WRITTEN EXERCISE >>
Reproduce every line of the records below, requests included, scaling each answer point's x and y coordinates by 1.75 and rounding to the nearest whole number, halves up; keep the request lines and their sample coordinates unchanged. Omit the pictures from your output.

LISTED RECORDS >>
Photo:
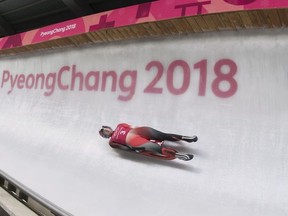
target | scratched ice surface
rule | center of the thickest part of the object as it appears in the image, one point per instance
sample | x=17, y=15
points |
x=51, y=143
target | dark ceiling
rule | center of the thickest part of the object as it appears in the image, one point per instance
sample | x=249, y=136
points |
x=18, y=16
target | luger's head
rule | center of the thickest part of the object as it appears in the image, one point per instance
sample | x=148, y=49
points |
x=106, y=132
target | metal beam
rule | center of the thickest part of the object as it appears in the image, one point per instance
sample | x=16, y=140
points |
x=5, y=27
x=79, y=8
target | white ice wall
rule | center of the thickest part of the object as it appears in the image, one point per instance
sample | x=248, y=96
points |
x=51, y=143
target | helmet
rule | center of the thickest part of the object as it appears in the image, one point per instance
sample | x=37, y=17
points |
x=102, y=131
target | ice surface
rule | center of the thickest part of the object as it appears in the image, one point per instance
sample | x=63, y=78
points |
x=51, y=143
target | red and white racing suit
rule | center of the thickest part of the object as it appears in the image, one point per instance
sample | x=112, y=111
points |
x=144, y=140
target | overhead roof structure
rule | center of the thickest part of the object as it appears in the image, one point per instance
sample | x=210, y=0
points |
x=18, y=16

ANSWER FOR THIS EXERCISE >>
Photo:
target | scratched ice surface
rule | center of the thickest part of the object as it appears in the image, one point per instance
sample | x=17, y=15
points |
x=89, y=250
target | dark ceiling
rule | center of the thickest part of the object as it appears in the image, one point per instance
sample | x=249, y=136
points |
x=32, y=28
target | luger's head
rule | center of the thickest part of the object as it appears in the image, one point per instance
sample | x=148, y=49
points |
x=186, y=231
target | metal beam
rule | center of the thickest part of the object as it appears in the image, one point per instance
sample | x=16, y=140
points |
x=9, y=47
x=138, y=14
target | white ice wall
rule | center of the thickest part of the object as it appears in the image, one point per instance
sample | x=248, y=96
points |
x=89, y=250
target | helmet
rule | center of the thickest part of the object as it appears in the image, one point per instance
sample | x=37, y=17
points |
x=179, y=229
target | ice surface
rule | center of the thickest part of the object as it appears in the image, one point per instance
sample | x=63, y=78
points |
x=89, y=250
target | red and white racing suit
rule | center of the thickest part of the object as it appears in the image, one point per instance
sample | x=112, y=111
points |
x=252, y=245
target | overhead roof structure
rule | center of the thickest part of the object as it appears in the image, one point per instance
sample | x=210, y=0
points |
x=32, y=28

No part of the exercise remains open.